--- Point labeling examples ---
┄┄┄┄┄┄┄┄┄┄┄┄┄┄┄┄┄┄┄┄
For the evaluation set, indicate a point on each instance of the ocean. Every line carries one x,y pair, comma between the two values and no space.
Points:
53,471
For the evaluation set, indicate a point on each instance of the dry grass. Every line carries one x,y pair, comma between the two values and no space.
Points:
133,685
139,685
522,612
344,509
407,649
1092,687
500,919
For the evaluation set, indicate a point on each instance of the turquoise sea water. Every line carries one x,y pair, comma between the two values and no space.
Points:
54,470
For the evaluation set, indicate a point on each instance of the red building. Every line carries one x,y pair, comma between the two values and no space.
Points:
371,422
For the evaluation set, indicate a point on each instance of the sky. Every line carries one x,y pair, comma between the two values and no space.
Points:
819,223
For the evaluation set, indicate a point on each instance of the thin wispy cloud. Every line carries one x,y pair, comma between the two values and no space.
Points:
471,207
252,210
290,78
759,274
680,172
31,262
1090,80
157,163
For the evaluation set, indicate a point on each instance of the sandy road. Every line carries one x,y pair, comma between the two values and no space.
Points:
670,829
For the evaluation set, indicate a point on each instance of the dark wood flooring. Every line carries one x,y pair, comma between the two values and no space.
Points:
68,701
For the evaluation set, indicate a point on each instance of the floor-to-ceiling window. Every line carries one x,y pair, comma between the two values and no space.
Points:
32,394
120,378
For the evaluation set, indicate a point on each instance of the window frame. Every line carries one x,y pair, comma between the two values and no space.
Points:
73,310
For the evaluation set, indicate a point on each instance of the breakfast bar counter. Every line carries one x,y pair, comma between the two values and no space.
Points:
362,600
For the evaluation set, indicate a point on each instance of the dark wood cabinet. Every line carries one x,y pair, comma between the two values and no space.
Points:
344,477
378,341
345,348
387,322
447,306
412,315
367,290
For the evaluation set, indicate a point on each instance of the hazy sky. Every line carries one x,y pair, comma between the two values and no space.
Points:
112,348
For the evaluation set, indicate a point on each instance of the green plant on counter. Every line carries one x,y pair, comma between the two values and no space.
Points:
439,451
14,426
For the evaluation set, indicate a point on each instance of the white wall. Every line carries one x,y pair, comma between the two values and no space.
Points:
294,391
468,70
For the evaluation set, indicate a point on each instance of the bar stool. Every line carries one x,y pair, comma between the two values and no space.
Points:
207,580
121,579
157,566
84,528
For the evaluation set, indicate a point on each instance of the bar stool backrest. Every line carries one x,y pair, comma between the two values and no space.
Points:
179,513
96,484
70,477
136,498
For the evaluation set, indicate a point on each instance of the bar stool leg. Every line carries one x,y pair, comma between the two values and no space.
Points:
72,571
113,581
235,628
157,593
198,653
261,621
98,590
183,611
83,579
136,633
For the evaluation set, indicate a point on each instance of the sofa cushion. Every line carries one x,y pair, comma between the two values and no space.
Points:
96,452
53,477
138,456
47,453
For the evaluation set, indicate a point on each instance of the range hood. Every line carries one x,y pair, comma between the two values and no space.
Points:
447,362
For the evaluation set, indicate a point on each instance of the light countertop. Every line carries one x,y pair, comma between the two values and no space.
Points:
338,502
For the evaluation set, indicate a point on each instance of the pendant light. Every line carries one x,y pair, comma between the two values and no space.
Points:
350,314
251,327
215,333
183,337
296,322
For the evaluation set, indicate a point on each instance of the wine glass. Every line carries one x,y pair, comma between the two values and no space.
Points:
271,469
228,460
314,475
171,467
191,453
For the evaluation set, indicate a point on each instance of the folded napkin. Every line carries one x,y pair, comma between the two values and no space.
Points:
┄┄┄┄┄┄┄┄┄┄┄┄┄┄┄┄┄┄┄┄
Please change "evaluation set" to "validation set" throughout the data above and reproduce it with nothing else altered.

--- EXPECTED OUTPUT ---
For the validation set, indicate a point on each instance of the ocean. Every line carries one x,y pair, comma between the two values and no space.
Points:
53,471
For the validation set, indicate a point on each instance of the dry grass. Every line carries one x,y pair, comma between the two values and no space.
Points:
133,685
139,685
522,612
344,509
407,649
1092,687
500,919
For the validation set, indicate a point on each instance of the turquoise sea water. Every line carries one x,y pair, comma between the two values and no space.
Points:
54,470
For the validation set, indicate a point on each instance of the red building. Every line carries one x,y pair, comma between the two values and no space.
Points:
371,422
For the validation set, indicate a point on each instance of the sky. Every line carries one x,y pair, comma between the two values and no space.
Points:
819,223
For the validation set, indicate a point on each instance of the thin wispy cloud. Every line carries one x,y pair, comma between the two values and no space.
Points:
471,207
252,210
290,78
759,274
680,172
31,262
1090,80
157,163
For the validation set, indicate a point on each instance of the sandy road. Every line carries one x,y pair, comma between the two values and no space.
Points:
670,829
For the validation set, indicate a point on each instance of the dark wood flooring. Every line carries one x,y pair, comma between the two values and no space.
Points:
68,701
For the validation set, indicate a point on each instance of the floor-to-ceiling window. Every line carries one x,y pair, comma between the two values and no space.
Points:
32,394
120,378
For the validation set, indicate a point on each instance of the window frame. Every line carries one x,y pair, comma between the two values and no space.
Points:
73,310
For the validation set, indicate a point on each instance of the breakfast bar counter. Every line carries one x,y pair, comma between the two values and no space.
Points:
362,600
For the validation set, indicate a point on each instance of the dark wood cabinet. Every line carries one x,y pair, comma between the two values and no space.
Points:
344,477
378,341
345,348
387,322
447,306
412,315
367,290
For the validation set, indicate a point on each instance of the hazy sky. Every line carries one x,y pair, comma between the two values and no space.
Points:
112,348
For the validation set, indicate a point on each instance of the green plant on counter. Every line carries one x,y pair, comma between the two values and no space.
Points:
439,451
14,426
For the validation set, indicate a point on each instance of the white wall. Every line carries one x,y pair, comma between the two values and no space.
Points:
294,391
468,70
For the validation set, indicate a point on each instance of the bar stool. Every line carries one x,y pair, comma between the two values and no space.
Points:
207,580
121,579
157,566
84,528
For the validation set, indicate a point on each instance of the bar stool backrest. Every line carries one x,y pair, comma between the two values and no space.
Points:
179,513
96,484
70,477
136,498
For the validation set, indicate a point on each instance of the bar stool leg. Every line carries one x,y pair, comma between the two values and no space.
Points:
72,571
113,581
235,628
157,593
198,653
261,621
98,590
183,611
83,579
136,633
For the validation set, indicate a point on each instance of the sofa cushion. Every line carries one x,y pair, comma between the two values and no space.
Points:
96,452
53,477
138,456
47,453
For the validation set, indicate a point on each instance of the range hood. Every line carries one x,y pair, comma between the two values and no space.
Points:
447,362
For the validation set, indicate a point on each instance of the light countertop. Every line carries one x,y pair, comma between the two values and no space.
Points:
338,502
For the validation set, indicate a point on each instance of the pendant light. Every line carries one x,y pair, comma between the two values and no space.
Points:
350,314
251,327
215,333
183,337
296,322
For the validation set, indicate a point on each instance of the wine glass. Every line carries one x,y pair, comma between the two values and no space.
Points:
271,469
228,460
314,475
171,467
191,453
For the validation set, indicate a point on each instance of the folded napkin. Every line carries one x,y pair, comma between the two values and no space.
Points:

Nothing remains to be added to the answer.